■ WHAT TO PRODUCE ■
Reproduce the portion of the restaurant review about value between "Value: This was" and "a good price.", inclusive.

■ PASSAGE GIVEN ■
____

Value: This was my biggest problem. Everything on the menu is expensive, with entree's wavering around $30. We had some small eaters, but even they had to fill up on bread in order to get full. We aren't really appetizer or dessert people, but we had to get both in order to make a meal out of the small portions of our entree. I know we're paying for location, but the fresh oysters were ridiculously overpriced - about $18 for a half dozen? Are you kidding? The desserts, though, are a good price.

____

■ EXCERPTED DATA ■
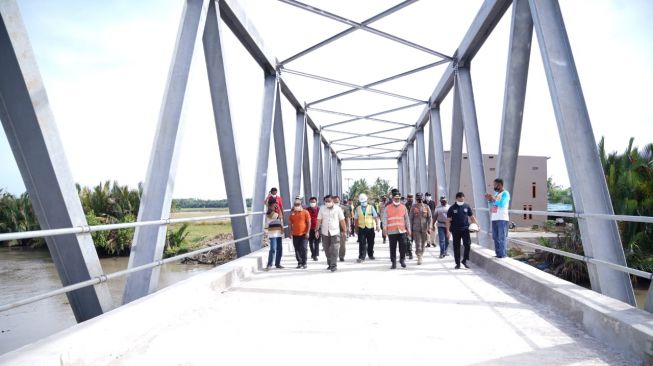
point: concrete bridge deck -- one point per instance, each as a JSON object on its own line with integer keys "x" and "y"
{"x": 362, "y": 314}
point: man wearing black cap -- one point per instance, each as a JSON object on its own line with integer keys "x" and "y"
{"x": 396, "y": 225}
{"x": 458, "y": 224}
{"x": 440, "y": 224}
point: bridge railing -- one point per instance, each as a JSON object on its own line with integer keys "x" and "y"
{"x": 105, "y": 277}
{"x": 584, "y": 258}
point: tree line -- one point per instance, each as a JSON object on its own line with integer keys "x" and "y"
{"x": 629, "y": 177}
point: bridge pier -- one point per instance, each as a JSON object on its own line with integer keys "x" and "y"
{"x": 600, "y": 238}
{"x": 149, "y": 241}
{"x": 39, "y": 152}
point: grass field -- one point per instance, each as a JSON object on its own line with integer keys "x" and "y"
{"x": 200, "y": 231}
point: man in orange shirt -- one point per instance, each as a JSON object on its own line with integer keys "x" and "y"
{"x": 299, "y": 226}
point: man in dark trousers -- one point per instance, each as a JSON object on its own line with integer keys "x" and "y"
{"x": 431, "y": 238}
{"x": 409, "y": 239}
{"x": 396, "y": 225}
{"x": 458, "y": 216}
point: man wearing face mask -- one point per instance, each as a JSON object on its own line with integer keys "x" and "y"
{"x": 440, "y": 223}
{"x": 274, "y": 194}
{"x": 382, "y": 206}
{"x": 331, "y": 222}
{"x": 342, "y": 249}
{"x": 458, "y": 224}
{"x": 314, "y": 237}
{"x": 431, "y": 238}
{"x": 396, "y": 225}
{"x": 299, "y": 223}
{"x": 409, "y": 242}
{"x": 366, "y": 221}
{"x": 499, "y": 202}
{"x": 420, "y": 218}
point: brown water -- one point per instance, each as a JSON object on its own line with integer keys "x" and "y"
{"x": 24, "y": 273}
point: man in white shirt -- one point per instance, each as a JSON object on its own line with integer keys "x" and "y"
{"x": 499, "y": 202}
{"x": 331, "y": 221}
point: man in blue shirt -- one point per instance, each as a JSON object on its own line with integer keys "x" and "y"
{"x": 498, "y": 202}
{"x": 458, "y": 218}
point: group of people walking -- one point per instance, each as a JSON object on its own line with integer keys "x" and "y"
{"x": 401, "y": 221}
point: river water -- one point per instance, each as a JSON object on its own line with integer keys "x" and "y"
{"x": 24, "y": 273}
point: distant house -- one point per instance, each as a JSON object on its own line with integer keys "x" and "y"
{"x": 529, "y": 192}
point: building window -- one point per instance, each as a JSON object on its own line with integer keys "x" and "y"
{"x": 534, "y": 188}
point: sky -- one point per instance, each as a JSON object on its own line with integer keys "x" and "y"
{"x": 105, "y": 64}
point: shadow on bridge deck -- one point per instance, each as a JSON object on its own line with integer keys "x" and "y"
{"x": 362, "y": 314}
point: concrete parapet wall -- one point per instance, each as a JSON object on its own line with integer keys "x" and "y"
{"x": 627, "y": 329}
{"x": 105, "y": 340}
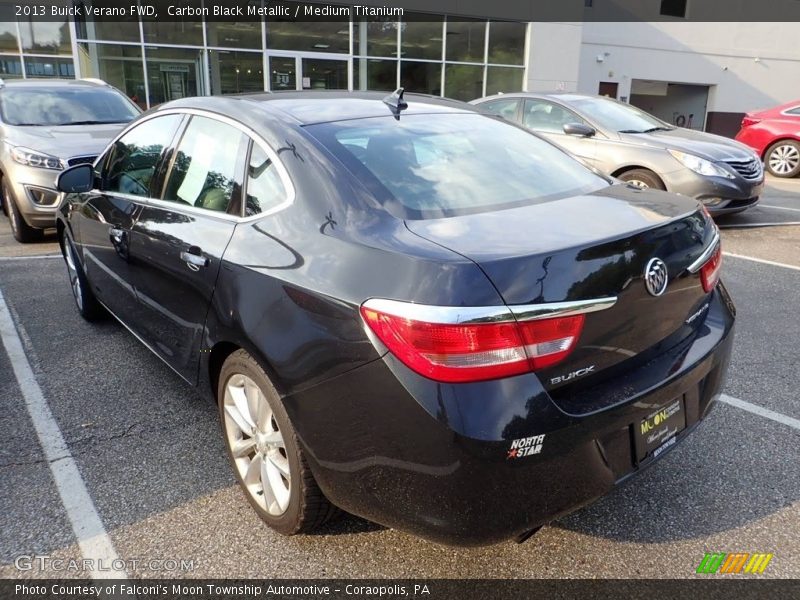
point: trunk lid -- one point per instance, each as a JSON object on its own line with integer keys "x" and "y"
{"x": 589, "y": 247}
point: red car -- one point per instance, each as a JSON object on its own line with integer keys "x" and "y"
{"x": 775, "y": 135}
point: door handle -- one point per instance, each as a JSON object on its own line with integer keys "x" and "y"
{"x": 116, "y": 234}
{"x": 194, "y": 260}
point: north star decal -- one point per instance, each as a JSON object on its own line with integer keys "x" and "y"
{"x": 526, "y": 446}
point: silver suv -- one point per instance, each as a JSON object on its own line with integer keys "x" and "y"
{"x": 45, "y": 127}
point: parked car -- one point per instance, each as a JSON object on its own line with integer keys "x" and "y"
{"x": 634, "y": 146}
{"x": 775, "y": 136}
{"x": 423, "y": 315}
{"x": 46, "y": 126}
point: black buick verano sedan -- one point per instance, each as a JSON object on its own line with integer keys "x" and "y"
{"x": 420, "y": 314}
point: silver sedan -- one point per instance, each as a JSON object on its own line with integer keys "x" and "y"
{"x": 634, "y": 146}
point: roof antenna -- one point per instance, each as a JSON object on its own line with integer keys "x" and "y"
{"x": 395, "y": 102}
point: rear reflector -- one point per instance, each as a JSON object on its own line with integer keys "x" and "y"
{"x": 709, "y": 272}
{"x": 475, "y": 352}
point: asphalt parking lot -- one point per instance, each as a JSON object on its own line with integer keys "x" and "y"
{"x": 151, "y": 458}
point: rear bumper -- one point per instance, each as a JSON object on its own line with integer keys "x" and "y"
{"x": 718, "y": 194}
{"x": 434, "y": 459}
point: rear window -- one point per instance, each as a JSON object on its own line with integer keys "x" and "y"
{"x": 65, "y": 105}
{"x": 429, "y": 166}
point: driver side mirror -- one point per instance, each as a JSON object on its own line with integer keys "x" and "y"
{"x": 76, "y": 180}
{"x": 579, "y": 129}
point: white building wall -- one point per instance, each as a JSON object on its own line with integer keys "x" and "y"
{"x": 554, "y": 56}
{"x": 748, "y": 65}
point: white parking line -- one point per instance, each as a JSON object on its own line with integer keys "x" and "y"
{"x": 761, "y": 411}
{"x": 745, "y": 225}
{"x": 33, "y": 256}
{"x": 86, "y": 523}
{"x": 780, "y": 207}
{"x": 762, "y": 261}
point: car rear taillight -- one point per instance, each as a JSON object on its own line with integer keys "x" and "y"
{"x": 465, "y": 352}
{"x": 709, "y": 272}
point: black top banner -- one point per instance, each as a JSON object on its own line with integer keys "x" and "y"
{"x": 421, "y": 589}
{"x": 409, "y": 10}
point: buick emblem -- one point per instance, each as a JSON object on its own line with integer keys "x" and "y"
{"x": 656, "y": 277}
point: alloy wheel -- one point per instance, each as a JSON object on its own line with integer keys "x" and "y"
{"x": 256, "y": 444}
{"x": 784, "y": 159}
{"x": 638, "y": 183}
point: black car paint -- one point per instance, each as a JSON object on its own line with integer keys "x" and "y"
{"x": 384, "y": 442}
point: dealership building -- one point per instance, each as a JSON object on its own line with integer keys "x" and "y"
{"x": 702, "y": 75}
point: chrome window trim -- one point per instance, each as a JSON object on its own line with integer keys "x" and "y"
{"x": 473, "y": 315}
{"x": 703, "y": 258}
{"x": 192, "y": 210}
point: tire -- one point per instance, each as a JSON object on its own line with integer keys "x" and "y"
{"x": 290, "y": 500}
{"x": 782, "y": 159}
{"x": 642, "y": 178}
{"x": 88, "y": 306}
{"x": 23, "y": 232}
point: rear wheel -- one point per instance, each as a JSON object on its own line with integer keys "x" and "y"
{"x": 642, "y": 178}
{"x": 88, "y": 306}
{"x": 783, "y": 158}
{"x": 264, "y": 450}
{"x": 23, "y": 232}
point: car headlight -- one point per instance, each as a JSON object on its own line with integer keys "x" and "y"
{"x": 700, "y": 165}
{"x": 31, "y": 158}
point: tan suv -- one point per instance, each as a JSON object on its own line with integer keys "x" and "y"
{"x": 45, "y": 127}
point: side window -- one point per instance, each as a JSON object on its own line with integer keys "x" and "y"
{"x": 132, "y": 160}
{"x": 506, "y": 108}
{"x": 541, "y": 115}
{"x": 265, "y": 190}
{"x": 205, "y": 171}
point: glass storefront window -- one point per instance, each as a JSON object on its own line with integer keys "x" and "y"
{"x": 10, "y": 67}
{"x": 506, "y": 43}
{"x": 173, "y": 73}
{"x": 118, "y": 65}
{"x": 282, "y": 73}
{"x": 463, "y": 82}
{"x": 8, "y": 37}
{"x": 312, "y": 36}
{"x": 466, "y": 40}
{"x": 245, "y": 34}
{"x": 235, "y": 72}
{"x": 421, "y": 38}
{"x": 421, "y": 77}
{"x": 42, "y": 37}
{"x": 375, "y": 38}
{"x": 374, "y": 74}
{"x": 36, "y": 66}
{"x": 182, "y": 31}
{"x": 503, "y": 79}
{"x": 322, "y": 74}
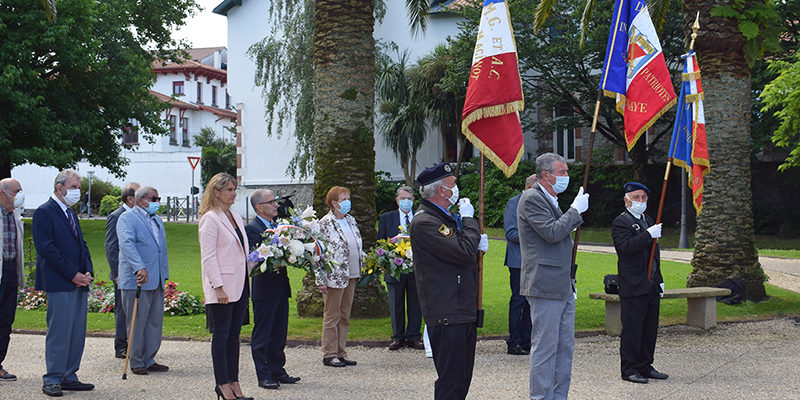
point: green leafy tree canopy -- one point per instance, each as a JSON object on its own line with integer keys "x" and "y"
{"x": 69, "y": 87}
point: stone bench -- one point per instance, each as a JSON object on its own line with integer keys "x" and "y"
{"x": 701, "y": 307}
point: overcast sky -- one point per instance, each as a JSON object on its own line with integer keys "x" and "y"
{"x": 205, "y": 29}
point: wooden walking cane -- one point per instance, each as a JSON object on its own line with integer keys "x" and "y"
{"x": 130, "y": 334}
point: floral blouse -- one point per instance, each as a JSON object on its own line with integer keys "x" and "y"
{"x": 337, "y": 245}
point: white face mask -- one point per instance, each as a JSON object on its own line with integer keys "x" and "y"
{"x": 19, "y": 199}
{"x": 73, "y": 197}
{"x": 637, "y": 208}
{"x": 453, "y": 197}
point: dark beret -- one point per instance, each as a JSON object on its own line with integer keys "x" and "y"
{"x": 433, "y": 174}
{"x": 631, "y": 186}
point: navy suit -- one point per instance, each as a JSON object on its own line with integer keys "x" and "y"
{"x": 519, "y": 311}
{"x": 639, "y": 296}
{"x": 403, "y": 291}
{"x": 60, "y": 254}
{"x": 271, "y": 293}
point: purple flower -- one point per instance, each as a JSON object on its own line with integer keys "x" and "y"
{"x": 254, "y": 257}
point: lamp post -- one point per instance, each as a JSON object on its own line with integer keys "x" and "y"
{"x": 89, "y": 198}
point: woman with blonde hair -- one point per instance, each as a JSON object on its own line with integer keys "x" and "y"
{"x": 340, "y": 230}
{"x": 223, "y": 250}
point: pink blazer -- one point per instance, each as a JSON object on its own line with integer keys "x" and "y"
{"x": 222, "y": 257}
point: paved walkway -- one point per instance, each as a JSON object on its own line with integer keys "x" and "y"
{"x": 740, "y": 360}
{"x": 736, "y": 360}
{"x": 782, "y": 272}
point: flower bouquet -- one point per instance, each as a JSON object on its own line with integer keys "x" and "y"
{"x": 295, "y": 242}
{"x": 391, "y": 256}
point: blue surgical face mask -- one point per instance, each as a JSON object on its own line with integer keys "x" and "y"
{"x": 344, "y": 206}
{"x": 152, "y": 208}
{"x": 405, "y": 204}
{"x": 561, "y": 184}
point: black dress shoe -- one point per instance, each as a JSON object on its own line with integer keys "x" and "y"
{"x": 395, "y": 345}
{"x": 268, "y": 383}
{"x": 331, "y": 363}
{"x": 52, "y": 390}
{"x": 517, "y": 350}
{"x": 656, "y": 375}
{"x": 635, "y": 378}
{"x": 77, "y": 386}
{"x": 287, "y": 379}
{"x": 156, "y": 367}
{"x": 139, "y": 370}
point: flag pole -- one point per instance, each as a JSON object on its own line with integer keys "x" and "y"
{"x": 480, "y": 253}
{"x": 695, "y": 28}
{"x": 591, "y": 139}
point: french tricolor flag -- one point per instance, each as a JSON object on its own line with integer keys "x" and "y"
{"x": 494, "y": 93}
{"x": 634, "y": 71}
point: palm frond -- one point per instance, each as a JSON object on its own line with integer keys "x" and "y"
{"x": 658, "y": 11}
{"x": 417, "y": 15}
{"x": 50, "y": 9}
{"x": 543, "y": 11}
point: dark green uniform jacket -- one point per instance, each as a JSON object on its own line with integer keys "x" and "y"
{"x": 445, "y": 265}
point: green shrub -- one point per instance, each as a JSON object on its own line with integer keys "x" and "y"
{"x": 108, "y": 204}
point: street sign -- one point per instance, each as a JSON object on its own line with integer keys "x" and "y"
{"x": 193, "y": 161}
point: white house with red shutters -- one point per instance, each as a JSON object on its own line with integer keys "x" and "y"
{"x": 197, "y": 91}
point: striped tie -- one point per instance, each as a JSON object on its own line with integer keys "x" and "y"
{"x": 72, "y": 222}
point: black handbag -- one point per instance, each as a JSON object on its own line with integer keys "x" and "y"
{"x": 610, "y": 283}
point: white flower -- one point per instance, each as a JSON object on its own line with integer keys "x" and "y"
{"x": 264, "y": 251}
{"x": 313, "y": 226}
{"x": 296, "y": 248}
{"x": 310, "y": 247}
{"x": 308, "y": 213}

____

■ RESULT OF THE TASK ■
Value: This was my biggest problem. Everything on the menu is expensive, with entree's wavering around $30. We had some small eaters, but even they had to fill up on bread in order to get full. We aren't really appetizer or dessert people, but we had to get both in order to make a meal out of the small portions of our entree. I know we're paying for location, but the fresh oysters were ridiculously overpriced - about $18 for a half dozen? Are you kidding? The desserts, though, are a good price.